--- Information shown ---

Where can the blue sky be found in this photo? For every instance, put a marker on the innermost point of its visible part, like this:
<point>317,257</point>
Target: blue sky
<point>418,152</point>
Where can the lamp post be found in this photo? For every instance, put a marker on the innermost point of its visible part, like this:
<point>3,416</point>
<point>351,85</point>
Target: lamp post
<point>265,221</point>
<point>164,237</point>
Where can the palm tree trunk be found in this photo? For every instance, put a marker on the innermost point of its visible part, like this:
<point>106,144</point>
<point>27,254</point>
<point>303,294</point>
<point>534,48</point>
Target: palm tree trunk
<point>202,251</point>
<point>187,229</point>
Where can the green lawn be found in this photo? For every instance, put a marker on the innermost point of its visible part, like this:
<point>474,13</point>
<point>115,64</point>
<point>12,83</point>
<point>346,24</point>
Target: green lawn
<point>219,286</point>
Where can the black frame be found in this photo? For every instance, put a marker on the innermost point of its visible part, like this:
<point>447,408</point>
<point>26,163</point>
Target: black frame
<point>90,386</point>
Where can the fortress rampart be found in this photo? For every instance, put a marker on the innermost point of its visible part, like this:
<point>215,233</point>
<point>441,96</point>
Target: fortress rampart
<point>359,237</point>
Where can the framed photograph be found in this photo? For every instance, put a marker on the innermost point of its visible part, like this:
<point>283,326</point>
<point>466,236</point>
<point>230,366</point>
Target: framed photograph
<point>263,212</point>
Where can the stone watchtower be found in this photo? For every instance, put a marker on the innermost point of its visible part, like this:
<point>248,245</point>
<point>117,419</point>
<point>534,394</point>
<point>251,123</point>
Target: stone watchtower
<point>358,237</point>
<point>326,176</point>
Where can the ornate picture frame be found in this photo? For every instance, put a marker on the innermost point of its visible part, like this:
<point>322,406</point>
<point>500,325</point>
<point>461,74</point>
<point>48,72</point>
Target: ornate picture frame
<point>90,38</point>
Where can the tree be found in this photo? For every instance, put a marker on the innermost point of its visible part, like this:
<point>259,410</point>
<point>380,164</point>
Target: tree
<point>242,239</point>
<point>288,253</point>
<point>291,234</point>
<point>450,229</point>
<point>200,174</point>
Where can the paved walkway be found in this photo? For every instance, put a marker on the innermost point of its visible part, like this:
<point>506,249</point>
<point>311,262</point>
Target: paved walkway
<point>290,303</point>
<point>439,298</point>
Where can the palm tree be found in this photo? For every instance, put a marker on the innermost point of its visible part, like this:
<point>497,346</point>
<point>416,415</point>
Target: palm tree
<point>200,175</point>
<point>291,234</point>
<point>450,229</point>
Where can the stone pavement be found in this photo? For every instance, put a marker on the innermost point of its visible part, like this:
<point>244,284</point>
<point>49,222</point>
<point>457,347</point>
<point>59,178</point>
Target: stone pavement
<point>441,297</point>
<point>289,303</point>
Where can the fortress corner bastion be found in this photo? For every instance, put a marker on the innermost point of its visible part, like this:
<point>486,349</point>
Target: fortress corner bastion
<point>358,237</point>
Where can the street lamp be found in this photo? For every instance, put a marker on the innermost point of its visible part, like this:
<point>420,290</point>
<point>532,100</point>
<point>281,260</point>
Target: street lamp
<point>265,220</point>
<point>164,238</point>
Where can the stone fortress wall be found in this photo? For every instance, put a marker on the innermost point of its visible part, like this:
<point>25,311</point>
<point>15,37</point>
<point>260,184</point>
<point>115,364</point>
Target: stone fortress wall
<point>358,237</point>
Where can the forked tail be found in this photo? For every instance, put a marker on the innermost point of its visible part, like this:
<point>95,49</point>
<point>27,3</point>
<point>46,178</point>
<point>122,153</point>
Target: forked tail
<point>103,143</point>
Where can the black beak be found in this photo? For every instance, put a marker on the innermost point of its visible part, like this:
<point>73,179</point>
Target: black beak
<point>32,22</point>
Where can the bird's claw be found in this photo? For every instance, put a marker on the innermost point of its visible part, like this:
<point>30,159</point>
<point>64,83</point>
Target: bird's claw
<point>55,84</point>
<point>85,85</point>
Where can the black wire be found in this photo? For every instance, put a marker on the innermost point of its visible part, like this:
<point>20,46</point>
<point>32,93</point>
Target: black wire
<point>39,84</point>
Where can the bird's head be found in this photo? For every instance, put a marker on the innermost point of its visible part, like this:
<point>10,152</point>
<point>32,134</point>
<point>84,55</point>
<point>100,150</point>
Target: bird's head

---

Challenge: Add -99 to both coordinates of every answer point in the rows from the line with "Where can the framed" up to and including the line with "<point>439,298</point>". Write out all of those lines and only those, keeping the wording and sample points of each row unchanged.

Solved exercise:
Where can the framed photograph be found in this photo? For every instance, put a marker on the innermost point of its visible part, like this:
<point>283,326</point>
<point>466,236</point>
<point>230,366</point>
Target: framed photograph
<point>164,113</point>
Where can the stone watchtower be found in this photo? For every instance, put a marker on the innermost point of its visible part, like this:
<point>248,245</point>
<point>117,419</point>
<point>534,394</point>
<point>251,123</point>
Target: stone watchtower
<point>259,138</point>
<point>227,77</point>
Where can the ornate picture frame be found in this photo? For every instance, put a marker on the innermost point of its visible part, like this:
<point>322,406</point>
<point>500,325</point>
<point>461,74</point>
<point>48,72</point>
Target: ornate picture frame
<point>-9,-61</point>
Where can the tree be found in this photo? For every instance, put a marker on the innermost point of its visible part, like this:
<point>259,410</point>
<point>380,164</point>
Target: tree
<point>143,140</point>
<point>189,154</point>
<point>192,135</point>
<point>351,130</point>
<point>101,75</point>
Where can the paved walkway be found in this photo? For every instance, put a marker on the innermost point of its visible part, like this:
<point>506,249</point>
<point>311,262</point>
Target: paved walkway
<point>191,204</point>
<point>340,199</point>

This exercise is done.